### About this task
Retype the passage of the report on violence against LGBTI persons in Brazil below, from "Among these cases, at" to "identify the victim.".

### Supplied text
• • •

Isaac Porto – LGBTI Consultant for Race and Equality in Brazil

Seven Cases of Violence against LGBTI Persons Were Reported in Brazil at the End of April

The alarming numbers of cases of homicides, persecutions, harassment, and discrimination against LGBTI people in Brazil expose the obvious social and political crisis that makes it impossible to guarantee and protect the fundamental rights of historically disadvantaged and unrecognized social groups. From April 18-25, at least five (5) homicides of LGBTI persons occurred in Brazil, in addition to two assassination attempts, all of which were carried out with visible brutality.

Among these cases, at least four of them were of trans women, or travestis. Travesti is a gender identity that exists is some Latin American countries, like Brazil, and that describes people assigned male at birth who take on a feminine gender role and gender expression, sometimes through the use of feminizing body modifications such as hormone replacement therapy, breast implants, and silicone injections.

On April 18, the body of a travesti was found with marks of violence in Fortaleza, capital of Ceará. The police could not identify the victim.

• • •

### Collected data entries
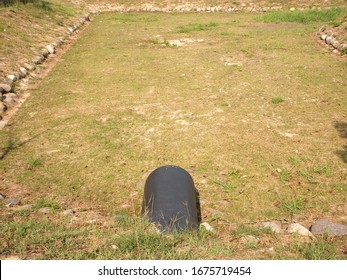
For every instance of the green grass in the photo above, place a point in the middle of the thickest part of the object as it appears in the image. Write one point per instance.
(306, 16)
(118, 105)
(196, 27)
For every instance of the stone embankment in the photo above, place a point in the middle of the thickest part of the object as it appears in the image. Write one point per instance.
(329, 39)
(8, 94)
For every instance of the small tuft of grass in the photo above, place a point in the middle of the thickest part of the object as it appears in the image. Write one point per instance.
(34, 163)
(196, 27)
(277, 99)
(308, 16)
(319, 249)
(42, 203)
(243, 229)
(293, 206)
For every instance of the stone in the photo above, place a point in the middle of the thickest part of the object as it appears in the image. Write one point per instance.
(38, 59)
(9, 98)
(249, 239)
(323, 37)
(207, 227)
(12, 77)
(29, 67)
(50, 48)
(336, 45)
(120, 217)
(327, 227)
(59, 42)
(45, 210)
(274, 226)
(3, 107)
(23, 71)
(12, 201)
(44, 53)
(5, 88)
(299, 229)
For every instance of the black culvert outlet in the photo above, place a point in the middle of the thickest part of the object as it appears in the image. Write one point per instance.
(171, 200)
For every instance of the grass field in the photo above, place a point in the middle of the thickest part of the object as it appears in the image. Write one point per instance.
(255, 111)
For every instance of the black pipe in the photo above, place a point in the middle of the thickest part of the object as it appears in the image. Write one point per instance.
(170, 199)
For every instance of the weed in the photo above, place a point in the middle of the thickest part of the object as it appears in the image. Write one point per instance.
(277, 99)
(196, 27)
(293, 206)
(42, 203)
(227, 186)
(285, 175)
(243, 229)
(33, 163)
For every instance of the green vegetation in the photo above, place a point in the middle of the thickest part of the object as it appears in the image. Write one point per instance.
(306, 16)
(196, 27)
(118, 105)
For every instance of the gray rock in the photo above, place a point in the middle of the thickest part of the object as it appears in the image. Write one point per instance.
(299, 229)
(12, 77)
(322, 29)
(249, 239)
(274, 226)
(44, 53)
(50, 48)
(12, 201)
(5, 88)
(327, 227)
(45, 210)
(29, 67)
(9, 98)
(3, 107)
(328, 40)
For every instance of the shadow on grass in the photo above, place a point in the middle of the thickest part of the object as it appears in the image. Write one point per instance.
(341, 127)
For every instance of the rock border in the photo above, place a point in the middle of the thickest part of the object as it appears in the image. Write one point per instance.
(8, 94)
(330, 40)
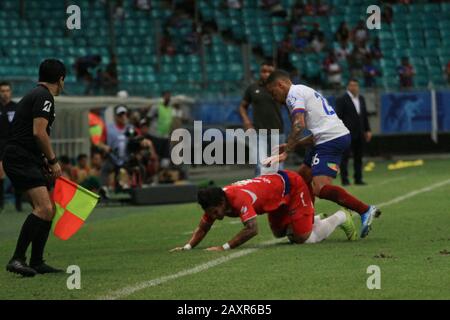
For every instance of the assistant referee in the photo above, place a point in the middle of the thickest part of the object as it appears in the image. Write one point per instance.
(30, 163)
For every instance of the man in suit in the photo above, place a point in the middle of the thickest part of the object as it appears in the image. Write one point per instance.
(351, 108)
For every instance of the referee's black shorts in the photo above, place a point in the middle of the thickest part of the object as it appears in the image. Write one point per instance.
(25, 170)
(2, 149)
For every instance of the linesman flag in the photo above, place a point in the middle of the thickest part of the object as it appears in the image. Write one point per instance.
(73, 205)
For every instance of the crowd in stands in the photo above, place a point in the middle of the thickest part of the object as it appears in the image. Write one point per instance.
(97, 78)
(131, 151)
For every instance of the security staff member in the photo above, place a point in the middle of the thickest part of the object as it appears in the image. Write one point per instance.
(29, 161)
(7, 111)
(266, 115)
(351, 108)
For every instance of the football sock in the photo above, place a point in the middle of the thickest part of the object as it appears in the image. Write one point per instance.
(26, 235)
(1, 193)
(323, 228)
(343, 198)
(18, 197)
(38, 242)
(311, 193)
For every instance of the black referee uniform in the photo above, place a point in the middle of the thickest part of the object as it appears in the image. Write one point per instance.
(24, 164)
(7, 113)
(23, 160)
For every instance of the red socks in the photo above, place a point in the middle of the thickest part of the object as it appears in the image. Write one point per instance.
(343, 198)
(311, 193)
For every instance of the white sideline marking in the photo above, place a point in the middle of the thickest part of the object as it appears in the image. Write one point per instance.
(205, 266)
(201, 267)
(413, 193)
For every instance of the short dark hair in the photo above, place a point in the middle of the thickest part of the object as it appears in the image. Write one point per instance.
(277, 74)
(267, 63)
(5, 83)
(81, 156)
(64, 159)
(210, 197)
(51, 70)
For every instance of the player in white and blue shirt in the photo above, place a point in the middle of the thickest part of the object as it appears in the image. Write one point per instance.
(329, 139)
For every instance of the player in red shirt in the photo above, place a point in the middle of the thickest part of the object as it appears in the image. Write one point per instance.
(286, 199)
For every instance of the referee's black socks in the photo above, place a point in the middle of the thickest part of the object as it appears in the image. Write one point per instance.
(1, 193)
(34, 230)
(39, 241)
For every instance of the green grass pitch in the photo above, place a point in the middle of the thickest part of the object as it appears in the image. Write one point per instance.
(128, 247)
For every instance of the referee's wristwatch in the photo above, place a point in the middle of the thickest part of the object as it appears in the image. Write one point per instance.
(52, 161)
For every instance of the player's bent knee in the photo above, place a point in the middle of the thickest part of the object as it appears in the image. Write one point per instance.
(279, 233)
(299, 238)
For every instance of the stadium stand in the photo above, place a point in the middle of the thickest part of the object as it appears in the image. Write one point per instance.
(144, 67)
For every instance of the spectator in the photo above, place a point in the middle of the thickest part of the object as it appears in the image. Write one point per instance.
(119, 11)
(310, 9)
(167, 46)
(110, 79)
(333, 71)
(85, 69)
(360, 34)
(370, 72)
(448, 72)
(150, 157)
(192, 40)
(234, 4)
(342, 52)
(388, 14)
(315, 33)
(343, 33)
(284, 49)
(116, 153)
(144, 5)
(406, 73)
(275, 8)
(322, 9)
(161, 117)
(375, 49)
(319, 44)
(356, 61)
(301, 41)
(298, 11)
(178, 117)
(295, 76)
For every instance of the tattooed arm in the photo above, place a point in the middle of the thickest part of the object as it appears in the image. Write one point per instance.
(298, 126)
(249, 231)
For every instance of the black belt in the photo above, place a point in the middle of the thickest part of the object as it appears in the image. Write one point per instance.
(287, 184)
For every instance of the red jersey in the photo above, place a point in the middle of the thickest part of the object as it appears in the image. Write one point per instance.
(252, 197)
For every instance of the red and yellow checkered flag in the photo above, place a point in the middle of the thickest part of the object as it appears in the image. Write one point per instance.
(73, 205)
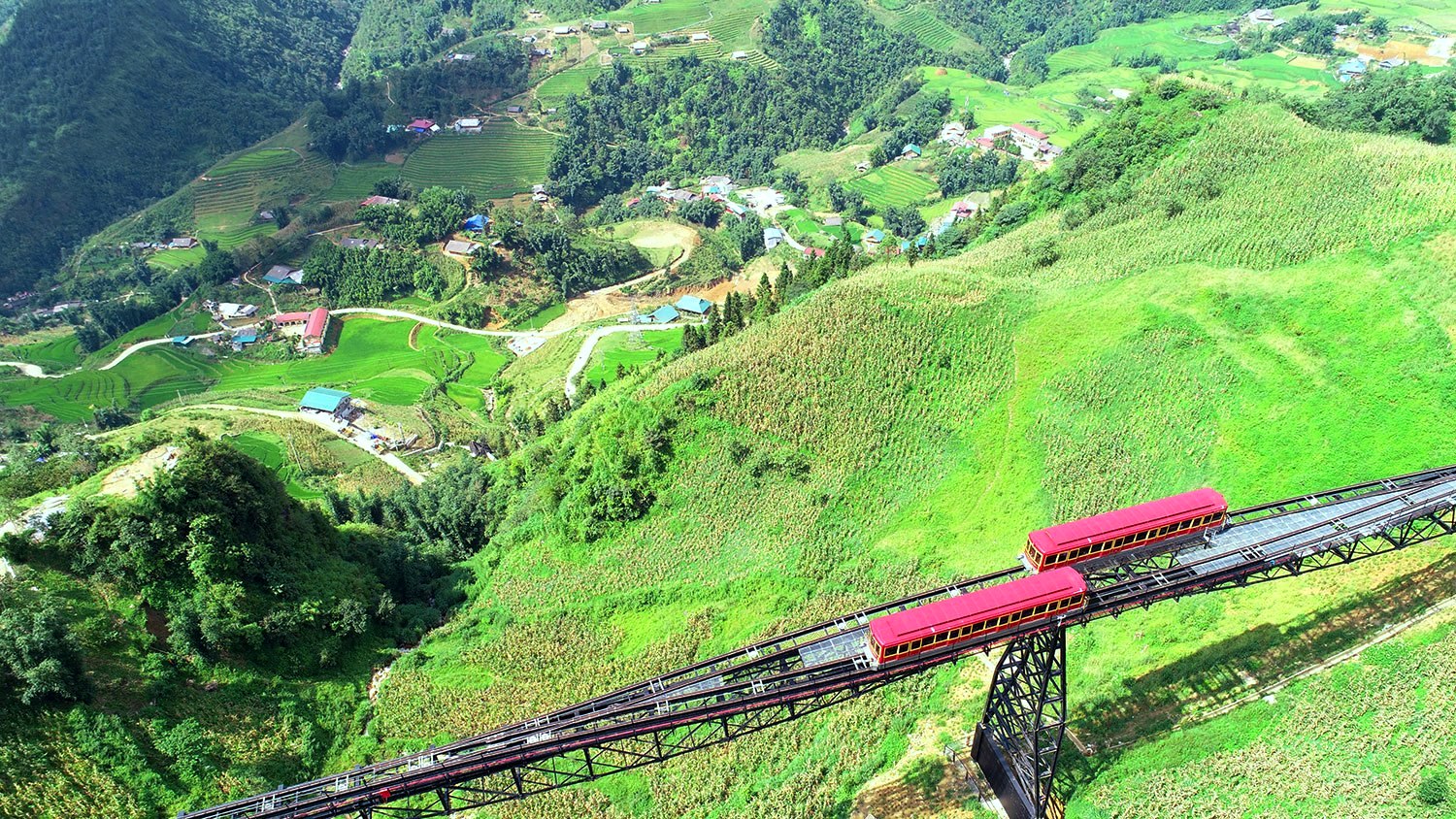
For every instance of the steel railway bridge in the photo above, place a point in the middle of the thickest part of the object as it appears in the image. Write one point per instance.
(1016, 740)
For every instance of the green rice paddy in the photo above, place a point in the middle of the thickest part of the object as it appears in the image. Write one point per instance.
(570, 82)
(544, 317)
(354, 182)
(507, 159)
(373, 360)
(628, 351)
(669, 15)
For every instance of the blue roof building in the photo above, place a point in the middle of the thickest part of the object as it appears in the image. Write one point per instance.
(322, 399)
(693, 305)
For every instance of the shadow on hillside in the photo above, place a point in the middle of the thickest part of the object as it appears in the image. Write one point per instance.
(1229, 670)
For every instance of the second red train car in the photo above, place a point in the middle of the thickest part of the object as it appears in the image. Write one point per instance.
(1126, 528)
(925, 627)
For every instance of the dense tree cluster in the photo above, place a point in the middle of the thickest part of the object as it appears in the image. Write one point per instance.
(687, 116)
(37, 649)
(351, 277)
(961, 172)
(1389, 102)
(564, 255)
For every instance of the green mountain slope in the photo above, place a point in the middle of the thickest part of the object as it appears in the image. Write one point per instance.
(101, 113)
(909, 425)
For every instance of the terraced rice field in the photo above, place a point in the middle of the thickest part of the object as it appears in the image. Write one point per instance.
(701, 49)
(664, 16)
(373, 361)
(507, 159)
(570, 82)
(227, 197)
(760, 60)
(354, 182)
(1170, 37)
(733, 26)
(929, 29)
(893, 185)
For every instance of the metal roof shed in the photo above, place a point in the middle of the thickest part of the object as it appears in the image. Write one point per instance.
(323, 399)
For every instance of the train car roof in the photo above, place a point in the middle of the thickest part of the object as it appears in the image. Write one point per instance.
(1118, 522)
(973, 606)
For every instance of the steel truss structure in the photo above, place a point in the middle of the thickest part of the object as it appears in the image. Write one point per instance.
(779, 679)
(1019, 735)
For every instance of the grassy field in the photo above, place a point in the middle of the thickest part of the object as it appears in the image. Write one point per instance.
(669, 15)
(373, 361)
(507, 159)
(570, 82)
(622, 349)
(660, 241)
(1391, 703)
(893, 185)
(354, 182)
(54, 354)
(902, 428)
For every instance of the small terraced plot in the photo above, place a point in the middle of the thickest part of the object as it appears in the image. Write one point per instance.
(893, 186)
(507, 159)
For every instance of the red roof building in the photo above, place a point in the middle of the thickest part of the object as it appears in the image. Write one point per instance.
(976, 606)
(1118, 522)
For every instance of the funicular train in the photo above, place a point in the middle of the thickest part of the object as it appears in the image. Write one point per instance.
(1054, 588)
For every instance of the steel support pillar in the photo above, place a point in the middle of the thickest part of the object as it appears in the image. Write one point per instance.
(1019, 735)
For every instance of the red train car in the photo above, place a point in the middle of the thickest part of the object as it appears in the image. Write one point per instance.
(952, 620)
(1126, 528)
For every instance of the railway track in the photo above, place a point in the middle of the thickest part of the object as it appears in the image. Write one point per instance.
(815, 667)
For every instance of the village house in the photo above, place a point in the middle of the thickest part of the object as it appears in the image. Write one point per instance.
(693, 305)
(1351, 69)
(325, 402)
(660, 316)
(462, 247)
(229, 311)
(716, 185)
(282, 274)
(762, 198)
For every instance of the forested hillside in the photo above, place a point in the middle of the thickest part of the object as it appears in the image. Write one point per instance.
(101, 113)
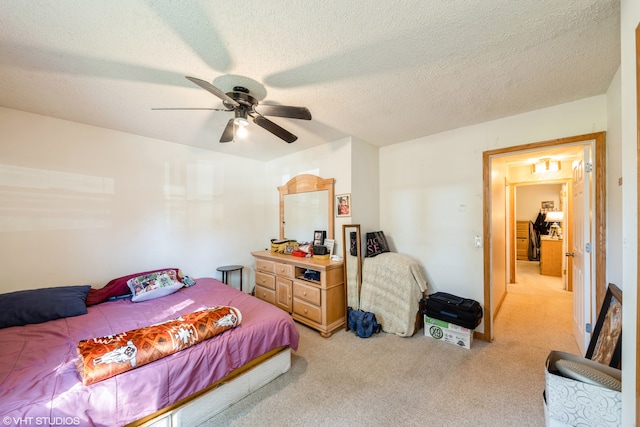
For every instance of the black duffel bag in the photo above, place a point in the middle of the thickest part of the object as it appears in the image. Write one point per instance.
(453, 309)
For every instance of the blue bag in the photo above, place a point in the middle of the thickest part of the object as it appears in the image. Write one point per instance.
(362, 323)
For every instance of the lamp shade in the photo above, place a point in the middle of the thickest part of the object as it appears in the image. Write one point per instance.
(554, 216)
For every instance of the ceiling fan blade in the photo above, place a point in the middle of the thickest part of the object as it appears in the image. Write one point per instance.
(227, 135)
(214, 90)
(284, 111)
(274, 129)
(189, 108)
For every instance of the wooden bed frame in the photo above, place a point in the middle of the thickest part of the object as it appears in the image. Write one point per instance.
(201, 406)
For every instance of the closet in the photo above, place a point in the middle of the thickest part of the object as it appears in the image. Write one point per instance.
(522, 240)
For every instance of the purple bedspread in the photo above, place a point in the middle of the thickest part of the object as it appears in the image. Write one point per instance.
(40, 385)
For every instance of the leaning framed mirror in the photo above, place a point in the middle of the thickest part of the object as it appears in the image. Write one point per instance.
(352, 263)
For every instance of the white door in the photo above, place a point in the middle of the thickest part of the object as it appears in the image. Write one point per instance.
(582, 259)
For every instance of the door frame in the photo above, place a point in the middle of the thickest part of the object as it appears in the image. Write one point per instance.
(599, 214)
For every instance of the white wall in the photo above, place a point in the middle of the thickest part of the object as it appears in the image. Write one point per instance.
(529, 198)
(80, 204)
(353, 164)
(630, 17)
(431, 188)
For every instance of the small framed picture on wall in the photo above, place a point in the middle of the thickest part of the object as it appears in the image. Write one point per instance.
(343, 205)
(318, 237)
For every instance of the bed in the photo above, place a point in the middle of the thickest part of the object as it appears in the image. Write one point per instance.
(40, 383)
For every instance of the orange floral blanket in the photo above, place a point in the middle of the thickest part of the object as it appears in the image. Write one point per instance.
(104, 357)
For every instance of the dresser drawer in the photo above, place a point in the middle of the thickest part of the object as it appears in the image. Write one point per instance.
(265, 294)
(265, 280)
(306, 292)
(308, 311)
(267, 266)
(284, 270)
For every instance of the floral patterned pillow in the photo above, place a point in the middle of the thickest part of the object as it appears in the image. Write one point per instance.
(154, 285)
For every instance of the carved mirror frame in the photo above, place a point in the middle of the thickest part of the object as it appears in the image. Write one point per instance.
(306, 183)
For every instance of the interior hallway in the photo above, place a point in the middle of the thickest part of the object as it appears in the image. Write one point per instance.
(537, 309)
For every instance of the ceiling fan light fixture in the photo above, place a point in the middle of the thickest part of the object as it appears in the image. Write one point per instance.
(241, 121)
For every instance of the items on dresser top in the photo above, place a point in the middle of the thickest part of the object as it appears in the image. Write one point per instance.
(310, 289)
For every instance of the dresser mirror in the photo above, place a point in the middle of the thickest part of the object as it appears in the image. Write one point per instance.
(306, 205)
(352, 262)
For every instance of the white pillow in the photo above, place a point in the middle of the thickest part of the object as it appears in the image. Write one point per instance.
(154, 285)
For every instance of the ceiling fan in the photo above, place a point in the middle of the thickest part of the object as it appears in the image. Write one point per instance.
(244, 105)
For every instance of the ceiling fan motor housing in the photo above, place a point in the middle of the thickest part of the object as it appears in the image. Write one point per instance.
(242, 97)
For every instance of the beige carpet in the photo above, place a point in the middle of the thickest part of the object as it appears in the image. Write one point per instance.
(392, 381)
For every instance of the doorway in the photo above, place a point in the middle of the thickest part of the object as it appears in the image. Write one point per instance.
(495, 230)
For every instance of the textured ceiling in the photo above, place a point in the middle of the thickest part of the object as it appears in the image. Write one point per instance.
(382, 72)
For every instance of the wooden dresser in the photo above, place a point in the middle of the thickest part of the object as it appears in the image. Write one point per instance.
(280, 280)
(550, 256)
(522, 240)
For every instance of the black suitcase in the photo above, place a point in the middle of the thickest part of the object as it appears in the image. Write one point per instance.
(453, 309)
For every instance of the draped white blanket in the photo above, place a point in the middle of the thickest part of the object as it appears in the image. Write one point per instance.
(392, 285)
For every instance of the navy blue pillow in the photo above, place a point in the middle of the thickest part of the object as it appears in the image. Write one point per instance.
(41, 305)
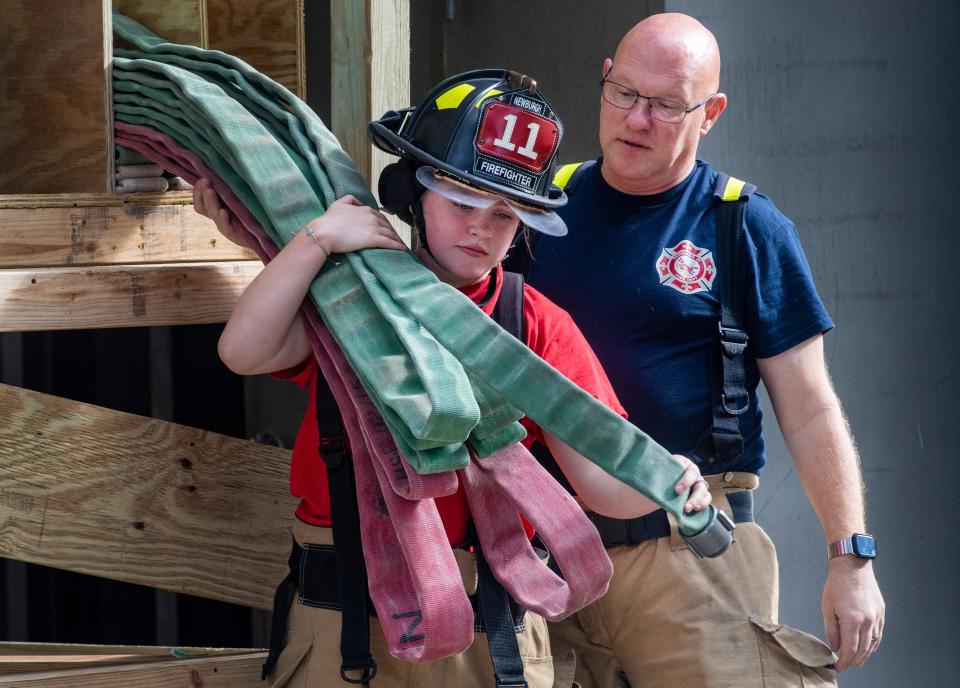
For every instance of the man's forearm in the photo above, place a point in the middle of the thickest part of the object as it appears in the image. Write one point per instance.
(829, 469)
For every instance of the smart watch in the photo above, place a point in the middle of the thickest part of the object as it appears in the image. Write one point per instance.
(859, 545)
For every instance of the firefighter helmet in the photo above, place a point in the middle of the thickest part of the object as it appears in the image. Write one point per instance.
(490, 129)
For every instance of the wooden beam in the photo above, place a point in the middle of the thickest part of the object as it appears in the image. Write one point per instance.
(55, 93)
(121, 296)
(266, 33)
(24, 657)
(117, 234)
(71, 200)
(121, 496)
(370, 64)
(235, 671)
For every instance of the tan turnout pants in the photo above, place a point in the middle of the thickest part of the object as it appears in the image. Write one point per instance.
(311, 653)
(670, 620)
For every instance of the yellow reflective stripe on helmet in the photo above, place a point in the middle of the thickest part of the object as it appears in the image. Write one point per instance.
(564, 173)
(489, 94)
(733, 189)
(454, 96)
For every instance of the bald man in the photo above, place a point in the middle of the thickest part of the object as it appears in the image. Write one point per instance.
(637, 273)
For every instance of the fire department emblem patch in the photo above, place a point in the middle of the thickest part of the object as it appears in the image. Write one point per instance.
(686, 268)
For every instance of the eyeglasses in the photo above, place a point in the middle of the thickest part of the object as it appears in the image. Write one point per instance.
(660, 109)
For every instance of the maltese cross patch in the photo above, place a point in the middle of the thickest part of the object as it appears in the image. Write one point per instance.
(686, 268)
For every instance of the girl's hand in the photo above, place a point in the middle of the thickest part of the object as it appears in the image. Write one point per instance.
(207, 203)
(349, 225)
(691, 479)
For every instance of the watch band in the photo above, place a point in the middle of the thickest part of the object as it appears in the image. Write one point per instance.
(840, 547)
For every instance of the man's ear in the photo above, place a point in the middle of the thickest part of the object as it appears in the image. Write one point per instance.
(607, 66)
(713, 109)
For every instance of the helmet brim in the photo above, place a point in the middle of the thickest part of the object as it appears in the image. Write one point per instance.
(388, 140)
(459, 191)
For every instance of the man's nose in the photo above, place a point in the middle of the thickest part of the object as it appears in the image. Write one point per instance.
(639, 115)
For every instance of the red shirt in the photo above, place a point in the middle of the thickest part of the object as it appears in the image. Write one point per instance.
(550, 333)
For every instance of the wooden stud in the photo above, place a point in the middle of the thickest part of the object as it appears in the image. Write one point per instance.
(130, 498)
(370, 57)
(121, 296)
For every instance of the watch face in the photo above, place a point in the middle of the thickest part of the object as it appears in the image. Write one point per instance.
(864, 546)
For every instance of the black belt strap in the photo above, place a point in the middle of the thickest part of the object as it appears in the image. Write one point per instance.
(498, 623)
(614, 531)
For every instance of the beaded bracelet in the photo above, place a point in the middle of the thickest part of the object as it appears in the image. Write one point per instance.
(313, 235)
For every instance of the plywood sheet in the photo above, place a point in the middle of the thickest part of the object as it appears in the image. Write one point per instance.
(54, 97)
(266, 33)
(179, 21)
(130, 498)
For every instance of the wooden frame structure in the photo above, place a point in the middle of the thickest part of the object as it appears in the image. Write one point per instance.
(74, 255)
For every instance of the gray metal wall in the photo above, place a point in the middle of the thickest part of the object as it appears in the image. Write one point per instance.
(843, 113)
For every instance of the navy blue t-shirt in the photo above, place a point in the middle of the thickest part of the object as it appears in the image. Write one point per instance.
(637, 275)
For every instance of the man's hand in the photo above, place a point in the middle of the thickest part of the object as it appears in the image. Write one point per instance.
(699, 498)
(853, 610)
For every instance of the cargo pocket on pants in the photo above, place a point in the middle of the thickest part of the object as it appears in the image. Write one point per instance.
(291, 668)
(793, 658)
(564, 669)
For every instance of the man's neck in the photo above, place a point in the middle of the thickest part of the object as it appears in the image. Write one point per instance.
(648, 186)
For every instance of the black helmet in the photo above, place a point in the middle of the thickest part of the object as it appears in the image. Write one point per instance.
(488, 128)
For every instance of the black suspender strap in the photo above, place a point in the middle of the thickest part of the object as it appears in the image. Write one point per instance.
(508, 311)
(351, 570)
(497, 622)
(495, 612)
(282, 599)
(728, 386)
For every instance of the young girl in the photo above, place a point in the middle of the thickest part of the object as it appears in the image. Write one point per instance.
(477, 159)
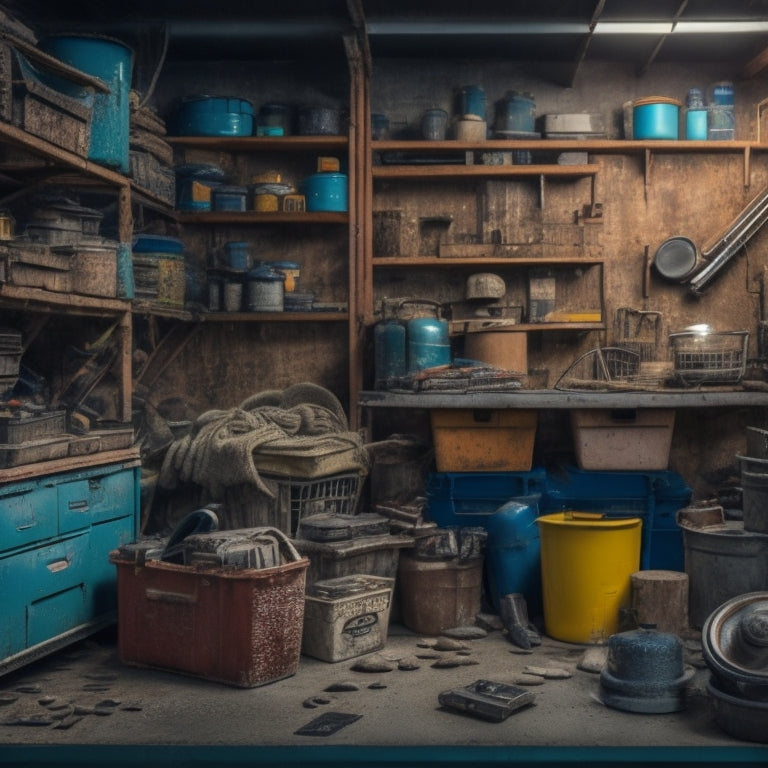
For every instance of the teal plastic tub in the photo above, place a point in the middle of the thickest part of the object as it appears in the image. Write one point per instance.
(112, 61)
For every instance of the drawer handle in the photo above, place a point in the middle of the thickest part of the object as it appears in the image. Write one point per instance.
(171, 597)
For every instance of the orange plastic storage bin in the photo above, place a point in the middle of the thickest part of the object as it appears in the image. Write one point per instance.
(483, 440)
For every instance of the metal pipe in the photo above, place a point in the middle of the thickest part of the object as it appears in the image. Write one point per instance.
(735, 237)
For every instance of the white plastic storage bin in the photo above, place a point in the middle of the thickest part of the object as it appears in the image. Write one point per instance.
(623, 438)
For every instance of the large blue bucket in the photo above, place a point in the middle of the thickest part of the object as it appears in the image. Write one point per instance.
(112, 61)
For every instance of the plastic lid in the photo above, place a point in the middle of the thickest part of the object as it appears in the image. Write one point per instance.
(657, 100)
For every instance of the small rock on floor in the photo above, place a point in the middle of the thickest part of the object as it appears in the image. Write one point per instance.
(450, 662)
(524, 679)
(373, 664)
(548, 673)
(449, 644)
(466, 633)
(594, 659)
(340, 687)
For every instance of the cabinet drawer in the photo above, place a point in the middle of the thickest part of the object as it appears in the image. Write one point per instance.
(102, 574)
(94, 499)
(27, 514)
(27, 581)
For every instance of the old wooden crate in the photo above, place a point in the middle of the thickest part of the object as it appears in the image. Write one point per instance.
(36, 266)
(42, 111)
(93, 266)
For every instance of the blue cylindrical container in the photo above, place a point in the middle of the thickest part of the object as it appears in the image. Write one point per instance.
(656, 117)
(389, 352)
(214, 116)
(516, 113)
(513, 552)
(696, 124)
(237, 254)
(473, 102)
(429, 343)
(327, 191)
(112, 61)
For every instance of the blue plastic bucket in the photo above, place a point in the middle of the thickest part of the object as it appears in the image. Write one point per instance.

• • •

### Response below
Among these cases, at least four of them were of trans women, or travestis. Travesti is a gender identity that exists is some Latin American countries, like Brazil, and that describes people assigned male at birth who take on a feminine gender role and gender expression, sometimes through the use of feminizing body modifications such as hormone replacement therapy, breast implants, and silicone injections.

On April 18, the body of a travesti was found with marks of violence in Fortaleza, capital of Ceará. The police could not identify the victim.